===== Given records =====
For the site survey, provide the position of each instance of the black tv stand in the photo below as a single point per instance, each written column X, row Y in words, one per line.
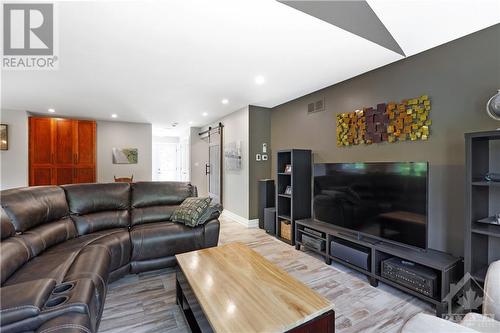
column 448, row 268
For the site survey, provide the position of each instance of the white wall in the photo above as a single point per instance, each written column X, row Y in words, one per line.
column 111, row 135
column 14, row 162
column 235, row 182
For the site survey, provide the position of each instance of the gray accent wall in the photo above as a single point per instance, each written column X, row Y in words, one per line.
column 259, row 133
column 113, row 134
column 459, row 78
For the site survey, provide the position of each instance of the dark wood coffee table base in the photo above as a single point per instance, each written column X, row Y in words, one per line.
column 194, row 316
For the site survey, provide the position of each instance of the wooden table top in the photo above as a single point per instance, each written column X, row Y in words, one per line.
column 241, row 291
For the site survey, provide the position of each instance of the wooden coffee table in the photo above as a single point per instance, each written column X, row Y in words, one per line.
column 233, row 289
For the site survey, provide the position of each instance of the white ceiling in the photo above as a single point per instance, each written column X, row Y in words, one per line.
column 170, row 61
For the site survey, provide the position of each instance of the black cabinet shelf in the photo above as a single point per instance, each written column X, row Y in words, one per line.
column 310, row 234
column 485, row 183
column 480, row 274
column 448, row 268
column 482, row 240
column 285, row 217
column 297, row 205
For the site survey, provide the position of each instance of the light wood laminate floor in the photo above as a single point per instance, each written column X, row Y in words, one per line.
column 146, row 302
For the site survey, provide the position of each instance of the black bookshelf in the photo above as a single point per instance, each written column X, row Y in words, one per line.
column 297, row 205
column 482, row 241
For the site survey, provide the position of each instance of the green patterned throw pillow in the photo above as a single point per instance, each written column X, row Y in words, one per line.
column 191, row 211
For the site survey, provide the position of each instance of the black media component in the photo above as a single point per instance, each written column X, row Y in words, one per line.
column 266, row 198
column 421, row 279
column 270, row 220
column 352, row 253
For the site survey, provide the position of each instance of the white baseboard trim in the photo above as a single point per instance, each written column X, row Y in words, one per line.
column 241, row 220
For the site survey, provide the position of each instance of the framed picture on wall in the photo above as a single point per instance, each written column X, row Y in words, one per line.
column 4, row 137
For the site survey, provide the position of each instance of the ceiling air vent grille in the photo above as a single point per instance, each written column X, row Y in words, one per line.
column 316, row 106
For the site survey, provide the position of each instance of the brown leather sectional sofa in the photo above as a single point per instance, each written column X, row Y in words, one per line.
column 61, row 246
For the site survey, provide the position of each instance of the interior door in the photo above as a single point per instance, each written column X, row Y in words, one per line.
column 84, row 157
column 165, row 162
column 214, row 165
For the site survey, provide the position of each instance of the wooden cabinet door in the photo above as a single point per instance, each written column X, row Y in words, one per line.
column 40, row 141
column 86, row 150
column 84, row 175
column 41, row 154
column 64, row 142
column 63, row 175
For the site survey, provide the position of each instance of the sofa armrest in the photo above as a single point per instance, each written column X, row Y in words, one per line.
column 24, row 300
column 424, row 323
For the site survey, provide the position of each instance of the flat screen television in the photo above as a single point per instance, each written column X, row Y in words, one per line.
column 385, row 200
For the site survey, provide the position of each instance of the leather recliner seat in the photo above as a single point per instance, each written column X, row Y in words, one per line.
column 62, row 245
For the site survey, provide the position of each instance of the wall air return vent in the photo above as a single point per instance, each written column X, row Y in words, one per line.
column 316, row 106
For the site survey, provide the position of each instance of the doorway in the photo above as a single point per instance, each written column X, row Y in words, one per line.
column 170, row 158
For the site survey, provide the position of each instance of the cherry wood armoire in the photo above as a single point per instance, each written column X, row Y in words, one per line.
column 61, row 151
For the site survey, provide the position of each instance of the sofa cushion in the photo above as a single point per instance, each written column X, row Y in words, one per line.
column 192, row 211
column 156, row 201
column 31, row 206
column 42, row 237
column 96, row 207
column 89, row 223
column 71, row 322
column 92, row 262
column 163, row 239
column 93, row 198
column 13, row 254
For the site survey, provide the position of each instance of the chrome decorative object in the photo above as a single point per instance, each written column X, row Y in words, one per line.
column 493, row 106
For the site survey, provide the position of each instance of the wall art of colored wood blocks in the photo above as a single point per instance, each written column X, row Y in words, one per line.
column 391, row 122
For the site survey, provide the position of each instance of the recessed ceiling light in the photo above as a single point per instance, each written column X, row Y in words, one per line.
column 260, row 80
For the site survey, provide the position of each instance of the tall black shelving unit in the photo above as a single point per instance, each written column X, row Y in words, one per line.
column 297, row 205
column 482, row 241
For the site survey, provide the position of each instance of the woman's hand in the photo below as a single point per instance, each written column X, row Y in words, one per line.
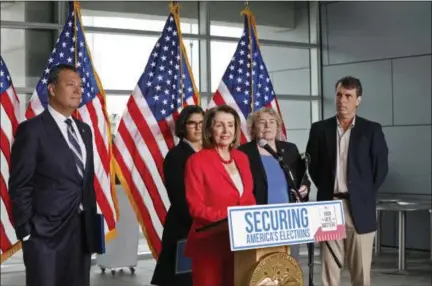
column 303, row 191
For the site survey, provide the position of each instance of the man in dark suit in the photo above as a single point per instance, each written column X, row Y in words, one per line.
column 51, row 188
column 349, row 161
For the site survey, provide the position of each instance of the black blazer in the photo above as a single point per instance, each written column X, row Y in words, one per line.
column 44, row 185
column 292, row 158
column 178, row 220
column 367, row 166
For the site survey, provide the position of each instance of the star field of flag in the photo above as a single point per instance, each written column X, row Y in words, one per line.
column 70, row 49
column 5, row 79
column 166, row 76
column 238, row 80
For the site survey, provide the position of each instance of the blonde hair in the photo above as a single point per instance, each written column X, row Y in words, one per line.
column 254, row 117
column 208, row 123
=====
===== Given records =====
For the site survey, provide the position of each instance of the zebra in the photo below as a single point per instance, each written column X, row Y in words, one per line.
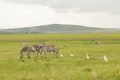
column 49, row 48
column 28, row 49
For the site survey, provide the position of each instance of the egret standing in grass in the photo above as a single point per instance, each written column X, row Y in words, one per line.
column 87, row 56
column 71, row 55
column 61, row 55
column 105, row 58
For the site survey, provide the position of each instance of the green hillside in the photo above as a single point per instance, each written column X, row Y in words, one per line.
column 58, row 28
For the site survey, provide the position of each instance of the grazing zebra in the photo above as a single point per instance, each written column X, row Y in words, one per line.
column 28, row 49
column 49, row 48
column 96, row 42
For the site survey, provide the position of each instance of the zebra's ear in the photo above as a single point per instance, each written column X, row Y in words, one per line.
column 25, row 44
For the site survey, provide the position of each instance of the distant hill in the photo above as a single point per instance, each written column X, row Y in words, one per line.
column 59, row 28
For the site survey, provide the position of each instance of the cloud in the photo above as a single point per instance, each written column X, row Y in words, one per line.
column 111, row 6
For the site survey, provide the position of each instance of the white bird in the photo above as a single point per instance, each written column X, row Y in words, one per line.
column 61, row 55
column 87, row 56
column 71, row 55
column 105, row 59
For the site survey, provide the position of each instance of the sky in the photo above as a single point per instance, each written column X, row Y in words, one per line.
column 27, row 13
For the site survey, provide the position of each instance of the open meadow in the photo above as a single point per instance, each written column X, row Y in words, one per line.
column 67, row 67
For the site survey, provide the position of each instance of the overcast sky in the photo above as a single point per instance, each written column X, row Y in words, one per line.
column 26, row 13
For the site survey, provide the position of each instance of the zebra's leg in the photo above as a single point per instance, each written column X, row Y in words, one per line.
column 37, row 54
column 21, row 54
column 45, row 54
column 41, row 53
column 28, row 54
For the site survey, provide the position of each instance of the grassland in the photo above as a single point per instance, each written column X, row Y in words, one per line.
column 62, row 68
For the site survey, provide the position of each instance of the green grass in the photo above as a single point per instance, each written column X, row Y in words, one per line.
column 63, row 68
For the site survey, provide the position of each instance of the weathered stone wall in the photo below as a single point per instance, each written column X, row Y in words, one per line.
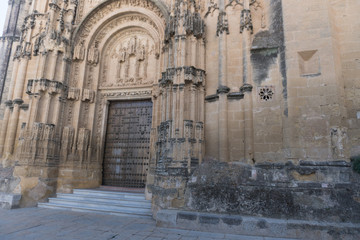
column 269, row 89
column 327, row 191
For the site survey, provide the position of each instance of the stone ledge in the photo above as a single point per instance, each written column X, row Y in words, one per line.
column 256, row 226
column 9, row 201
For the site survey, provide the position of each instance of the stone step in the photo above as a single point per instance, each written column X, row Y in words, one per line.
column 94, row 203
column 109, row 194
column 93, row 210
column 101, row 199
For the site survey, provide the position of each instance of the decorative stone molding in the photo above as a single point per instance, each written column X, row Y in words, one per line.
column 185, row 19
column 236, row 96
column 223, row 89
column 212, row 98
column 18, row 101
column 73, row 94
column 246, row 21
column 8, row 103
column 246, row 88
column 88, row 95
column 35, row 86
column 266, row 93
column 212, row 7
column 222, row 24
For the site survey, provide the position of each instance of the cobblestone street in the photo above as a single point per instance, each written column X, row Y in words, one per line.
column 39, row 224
=====
===== Given records =====
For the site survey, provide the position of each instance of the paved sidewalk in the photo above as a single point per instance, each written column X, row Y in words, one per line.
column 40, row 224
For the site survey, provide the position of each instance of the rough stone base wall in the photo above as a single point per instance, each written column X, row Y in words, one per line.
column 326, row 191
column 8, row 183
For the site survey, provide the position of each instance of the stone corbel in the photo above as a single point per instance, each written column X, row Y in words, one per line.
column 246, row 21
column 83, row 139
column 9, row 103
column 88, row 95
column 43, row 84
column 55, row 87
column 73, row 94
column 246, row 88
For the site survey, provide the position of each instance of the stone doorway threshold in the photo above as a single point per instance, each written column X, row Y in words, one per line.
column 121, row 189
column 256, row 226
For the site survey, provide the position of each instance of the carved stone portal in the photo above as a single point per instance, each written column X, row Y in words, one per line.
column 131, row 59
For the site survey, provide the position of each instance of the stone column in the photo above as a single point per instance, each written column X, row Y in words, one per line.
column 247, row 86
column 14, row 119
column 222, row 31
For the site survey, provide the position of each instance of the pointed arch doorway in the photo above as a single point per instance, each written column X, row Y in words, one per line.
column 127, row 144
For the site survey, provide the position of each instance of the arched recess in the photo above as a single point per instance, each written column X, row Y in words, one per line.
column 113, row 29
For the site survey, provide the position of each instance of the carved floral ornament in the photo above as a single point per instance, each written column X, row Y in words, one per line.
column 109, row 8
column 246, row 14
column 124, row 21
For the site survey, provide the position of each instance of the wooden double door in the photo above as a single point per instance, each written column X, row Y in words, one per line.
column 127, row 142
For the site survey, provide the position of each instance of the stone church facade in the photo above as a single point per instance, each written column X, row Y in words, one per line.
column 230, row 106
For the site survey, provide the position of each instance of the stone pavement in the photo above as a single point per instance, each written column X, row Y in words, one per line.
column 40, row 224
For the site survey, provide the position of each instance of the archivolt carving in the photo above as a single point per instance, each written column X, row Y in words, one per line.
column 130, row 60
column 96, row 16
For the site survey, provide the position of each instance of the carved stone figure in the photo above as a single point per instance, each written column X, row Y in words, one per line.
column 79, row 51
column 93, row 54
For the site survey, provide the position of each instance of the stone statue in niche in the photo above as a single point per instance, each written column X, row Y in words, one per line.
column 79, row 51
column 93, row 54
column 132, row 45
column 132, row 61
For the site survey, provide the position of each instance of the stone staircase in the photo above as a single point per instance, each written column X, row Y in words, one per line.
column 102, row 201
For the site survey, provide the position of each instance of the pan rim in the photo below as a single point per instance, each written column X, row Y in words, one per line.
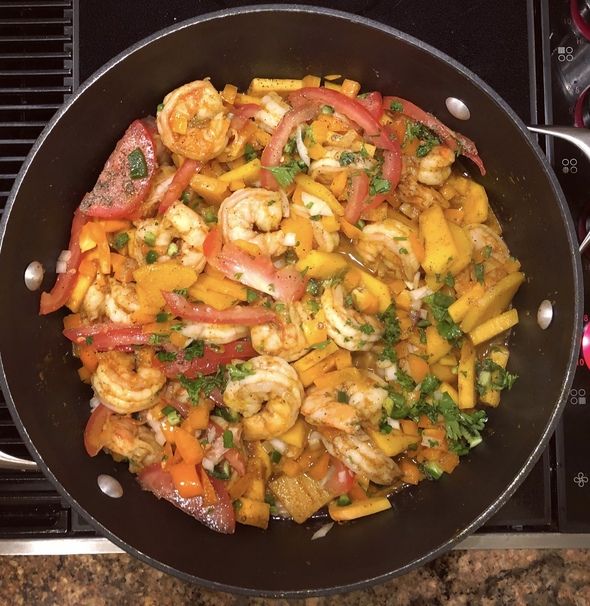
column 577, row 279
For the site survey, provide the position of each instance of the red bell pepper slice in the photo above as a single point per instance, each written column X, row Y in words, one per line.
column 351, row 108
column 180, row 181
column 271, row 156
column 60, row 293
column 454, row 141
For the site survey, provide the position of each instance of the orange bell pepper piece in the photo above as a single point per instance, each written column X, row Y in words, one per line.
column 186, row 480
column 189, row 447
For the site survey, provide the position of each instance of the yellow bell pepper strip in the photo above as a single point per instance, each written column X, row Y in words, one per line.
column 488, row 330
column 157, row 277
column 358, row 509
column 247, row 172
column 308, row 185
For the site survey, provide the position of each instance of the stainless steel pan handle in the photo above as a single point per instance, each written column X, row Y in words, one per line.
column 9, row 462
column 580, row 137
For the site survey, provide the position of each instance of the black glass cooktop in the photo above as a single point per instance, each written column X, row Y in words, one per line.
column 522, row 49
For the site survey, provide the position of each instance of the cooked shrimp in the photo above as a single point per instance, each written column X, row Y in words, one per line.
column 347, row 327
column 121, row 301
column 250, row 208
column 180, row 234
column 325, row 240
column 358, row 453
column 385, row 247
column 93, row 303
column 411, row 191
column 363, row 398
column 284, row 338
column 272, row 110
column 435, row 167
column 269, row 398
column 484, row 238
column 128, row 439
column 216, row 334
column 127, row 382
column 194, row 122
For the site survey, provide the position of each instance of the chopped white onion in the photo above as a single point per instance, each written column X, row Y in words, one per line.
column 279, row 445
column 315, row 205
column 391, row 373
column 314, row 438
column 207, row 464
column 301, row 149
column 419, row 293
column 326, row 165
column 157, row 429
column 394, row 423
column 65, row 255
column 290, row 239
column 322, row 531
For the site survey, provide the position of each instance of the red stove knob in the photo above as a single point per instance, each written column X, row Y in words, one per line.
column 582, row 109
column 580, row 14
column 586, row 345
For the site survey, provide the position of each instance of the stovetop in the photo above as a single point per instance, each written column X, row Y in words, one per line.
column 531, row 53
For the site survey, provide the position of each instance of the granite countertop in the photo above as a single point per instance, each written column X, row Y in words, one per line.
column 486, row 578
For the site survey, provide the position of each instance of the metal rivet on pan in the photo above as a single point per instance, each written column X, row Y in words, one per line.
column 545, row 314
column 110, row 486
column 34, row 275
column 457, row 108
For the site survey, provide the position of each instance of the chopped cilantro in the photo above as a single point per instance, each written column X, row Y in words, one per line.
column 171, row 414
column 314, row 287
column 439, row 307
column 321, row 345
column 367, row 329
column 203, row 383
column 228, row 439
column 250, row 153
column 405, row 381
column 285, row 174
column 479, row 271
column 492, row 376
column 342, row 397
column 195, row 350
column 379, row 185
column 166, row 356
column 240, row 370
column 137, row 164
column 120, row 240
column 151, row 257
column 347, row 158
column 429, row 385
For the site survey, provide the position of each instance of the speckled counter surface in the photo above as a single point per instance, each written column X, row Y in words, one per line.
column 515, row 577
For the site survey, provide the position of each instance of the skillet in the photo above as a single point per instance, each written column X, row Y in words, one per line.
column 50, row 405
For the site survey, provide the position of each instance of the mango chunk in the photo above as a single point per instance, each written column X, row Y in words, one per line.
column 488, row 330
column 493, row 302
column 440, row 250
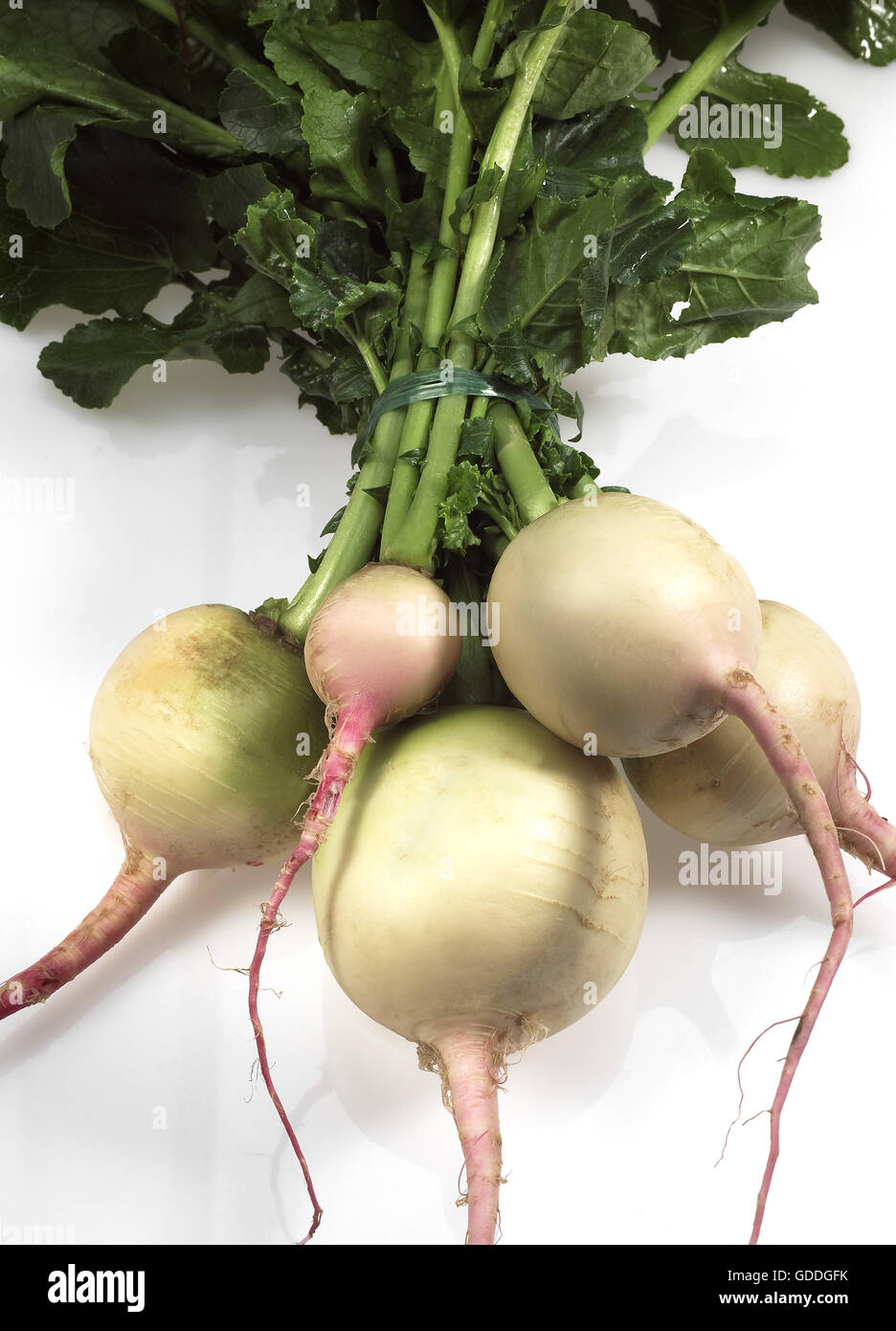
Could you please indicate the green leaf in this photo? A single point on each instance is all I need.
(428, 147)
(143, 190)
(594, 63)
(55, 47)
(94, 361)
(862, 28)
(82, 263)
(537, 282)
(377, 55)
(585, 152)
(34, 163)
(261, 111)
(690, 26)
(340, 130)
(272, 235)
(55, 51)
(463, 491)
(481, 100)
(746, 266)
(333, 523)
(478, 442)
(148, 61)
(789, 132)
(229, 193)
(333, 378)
=====
● **Prompt**
Can you rewrite the part of the records above that opens with the line containing "the black tv" and closes with the line containing "column 170, row 61", substituting "floor plan review" for "site survey" and leaving everything else unchanged? Omit the pictures from your answer.

● **Final answer**
For the floor plan review, provide the position of each instance of the black tv stand in the photo below as a single point per instance, each written column X, row Y in words, one per line.
column 448, row 268
For the floor plan review, provide the position of each instance of the white wall in the photo above as a single point per instance, each written column X, row Y in words, one per line.
column 111, row 135
column 14, row 162
column 235, row 182
For the floor plan review, provide the position of each instance of the gray accent wall in the photo above as a single point per instance, each written column X, row Y in words, one per line.
column 259, row 133
column 113, row 134
column 459, row 78
For the floor plan review, provide the position of each instance of the dark wood coffee table base in the photo above as a single point per instance, each written column X, row Y in words, one per line.
column 194, row 316
For the floor plan review, provide the position of each instance of the wooden table top in the photo above as a single point per instance, each written column X, row Y in words, one per line.
column 241, row 291
For the floor plan review, provide the position of each instance of the wooden coffee table in the photo above as a single point per instance, each written column X, row Y in words, one per line.
column 233, row 289
For the floor plan review, provide the position of each instance of the white ceiling in the photo above as a single point per instance, each written column X, row Y in words, one per line.
column 170, row 61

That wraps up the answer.